Assignment A |
Name every country that the gelatin electrocatalyst text says the researchers come from.
Assignment B |
In the gelatin electrocatalyst text, which journal published the paper on this work?
Assignment C |
From the gelatin electrocatalyst text, write out word for word the part that opens with the words containing "Researchers from the" and closes with "on material performance.".

Top of Given passage

Researchers from the UK, China and Japan have combined gelatin with iron and magnesium to create an electrocatalyst that performs almost as well as a commercial platinum catalyst, but is significantly less expensive. A paper on their work is published in the Royal Society of Chemistry Journal of Materials Chemistry A.
ne of the biggest challenges for materials science is to design facile routes to structurally complex materials, which is particularly important for global applications such as fuel cells. Doped nanostructured carbons are targeted as noble metal-free electrocatalysts for this purpose. Their intended widespread use, however, necessitates simple and robust preparation methods that do not compromise on material performance.
Here, we demonstrate a versatile one-pot synthesis of nitrogen-doped carbons that exploits the templating ability of biological polymers. Starting with just metal nitrates and gelatin, multiphase C/Fe3C/MgO nanomaterials are formed, which are then etched to produce active carbon electrocatalysts with accessible trimodal porosity. These show remarkable performance in the oxygen reduction reaction – a key process in proton exchange membrane fuel cells. The activity is comparable to commercial platinum catalysts and shows improved stability with reduced crossover effects. This simple method offers a new route to widely applicable porous multicomponent nanocomposites.—Schnepp et al.

Bottom of Given passage
Top of Data

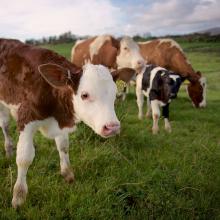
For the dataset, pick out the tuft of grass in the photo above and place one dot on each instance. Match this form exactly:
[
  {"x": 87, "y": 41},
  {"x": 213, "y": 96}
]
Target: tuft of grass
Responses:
[{"x": 135, "y": 175}]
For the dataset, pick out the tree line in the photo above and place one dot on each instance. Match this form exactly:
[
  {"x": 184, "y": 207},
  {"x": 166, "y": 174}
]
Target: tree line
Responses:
[{"x": 68, "y": 37}]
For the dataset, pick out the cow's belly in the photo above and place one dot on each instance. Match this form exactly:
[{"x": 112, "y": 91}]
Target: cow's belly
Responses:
[
  {"x": 12, "y": 108},
  {"x": 50, "y": 128}
]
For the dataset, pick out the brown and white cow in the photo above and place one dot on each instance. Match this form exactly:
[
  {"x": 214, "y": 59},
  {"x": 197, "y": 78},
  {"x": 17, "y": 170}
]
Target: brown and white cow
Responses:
[
  {"x": 108, "y": 51},
  {"x": 46, "y": 92},
  {"x": 168, "y": 54}
]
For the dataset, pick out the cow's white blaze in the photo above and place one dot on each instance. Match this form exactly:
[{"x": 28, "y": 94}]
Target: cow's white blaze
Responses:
[
  {"x": 94, "y": 101},
  {"x": 129, "y": 55},
  {"x": 74, "y": 48},
  {"x": 97, "y": 44}
]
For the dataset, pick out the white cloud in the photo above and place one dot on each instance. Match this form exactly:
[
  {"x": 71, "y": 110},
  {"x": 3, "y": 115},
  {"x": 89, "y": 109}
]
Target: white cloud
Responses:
[
  {"x": 25, "y": 18},
  {"x": 176, "y": 16}
]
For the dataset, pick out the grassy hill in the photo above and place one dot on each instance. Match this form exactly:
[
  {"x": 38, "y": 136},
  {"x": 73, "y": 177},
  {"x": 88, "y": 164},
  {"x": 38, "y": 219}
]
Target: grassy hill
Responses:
[{"x": 135, "y": 175}]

Bottom of Data

Answer area A |
UK, China, Japan

Answer area B |
The Royal Society of Chemistry Journal of Materials Chemistry A.

Answer area C |
Researchers from the UK, China and Japan have combined gelatin with iron and magnesium to create an electrocatalyst that performs almost as well as a commercial platinum catalyst, but is significantly less expensive. A paper on their work is published in the Royal Society of Chemistry Journal of Materials Chemistry A.
ne of the biggest challenges for materials science is to design facile routes to structurally complex materials, which is particularly important for global applications such as fuel cells. Doped nanostructured carbons are targeted as noble metal-free electrocatalysts for this purpose. Their intended widespread use, however, necessitates simple and robust preparation methods that do not compromise on material performance.